Reproduce the data below word for word, without changing a single character.
— Start of Given data —
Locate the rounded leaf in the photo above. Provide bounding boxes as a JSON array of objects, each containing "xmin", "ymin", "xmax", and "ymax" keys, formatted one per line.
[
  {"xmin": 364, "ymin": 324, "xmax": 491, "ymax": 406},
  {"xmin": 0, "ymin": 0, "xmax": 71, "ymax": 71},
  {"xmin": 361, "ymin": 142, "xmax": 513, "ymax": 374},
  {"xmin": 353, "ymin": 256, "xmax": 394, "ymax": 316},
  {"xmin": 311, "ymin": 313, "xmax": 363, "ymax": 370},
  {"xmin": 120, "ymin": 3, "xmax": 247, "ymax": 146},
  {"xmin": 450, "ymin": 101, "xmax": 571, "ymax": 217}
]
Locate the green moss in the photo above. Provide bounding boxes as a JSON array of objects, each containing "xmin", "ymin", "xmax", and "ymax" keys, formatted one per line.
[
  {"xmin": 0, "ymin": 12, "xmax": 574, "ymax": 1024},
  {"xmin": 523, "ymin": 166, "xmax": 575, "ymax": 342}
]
— End of Given data —
Written response =
Locate the rounded leaf in the photo above. Provide bounding boxes as a JSON array of objects, each containing "xmin", "ymin", "xmax", and "ymax" keys, formatted one per line.
[
  {"xmin": 364, "ymin": 324, "xmax": 491, "ymax": 406},
  {"xmin": 0, "ymin": 0, "xmax": 71, "ymax": 71},
  {"xmin": 361, "ymin": 142, "xmax": 513, "ymax": 374},
  {"xmin": 353, "ymin": 256, "xmax": 394, "ymax": 316},
  {"xmin": 311, "ymin": 313, "xmax": 363, "ymax": 370},
  {"xmin": 120, "ymin": 3, "xmax": 247, "ymax": 146},
  {"xmin": 450, "ymin": 101, "xmax": 571, "ymax": 217}
]
Locate the green moss in the photo above. Provide bounding boxes as a JSON array of objects, each containing "xmin", "ymin", "xmax", and "ymax" keys, formatted one per line.
[
  {"xmin": 0, "ymin": 12, "xmax": 574, "ymax": 1024},
  {"xmin": 523, "ymin": 166, "xmax": 575, "ymax": 342}
]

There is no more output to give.